BEGIN SOURCE DATA

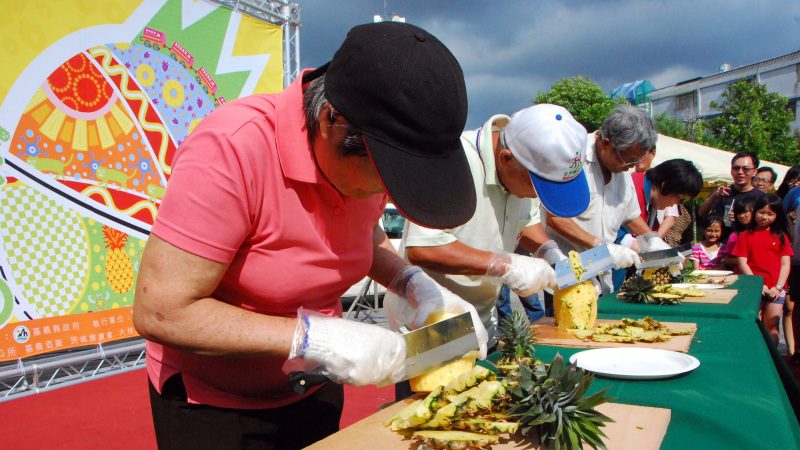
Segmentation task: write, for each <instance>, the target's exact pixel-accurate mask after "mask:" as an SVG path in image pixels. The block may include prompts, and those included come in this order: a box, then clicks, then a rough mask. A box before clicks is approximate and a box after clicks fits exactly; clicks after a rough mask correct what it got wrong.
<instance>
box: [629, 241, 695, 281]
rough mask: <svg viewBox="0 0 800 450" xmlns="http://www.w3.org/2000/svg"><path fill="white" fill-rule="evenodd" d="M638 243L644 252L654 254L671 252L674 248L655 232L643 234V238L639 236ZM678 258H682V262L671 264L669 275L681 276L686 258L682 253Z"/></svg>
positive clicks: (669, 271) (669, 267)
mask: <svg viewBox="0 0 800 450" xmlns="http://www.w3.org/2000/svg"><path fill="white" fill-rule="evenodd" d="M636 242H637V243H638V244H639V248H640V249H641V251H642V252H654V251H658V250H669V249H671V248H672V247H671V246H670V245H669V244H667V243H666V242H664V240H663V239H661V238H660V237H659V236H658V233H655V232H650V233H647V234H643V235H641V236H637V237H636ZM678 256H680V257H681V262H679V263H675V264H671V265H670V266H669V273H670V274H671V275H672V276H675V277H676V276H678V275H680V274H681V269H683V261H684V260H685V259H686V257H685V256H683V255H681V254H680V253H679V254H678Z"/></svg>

END SOURCE DATA
BEGIN SOURCE DATA

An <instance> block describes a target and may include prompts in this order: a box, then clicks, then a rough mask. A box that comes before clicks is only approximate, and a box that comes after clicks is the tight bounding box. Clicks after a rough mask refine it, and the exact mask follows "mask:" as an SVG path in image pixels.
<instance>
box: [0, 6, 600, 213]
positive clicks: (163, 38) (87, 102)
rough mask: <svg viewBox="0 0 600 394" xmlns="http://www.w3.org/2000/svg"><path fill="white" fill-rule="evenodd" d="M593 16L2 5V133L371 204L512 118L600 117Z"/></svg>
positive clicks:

END SOURCE DATA

◆ **YOUR INSTRUCTIONS**: Going over every line of the entries, tally those containing the string "after" and report only the figure.

◆ **REPLY**: 2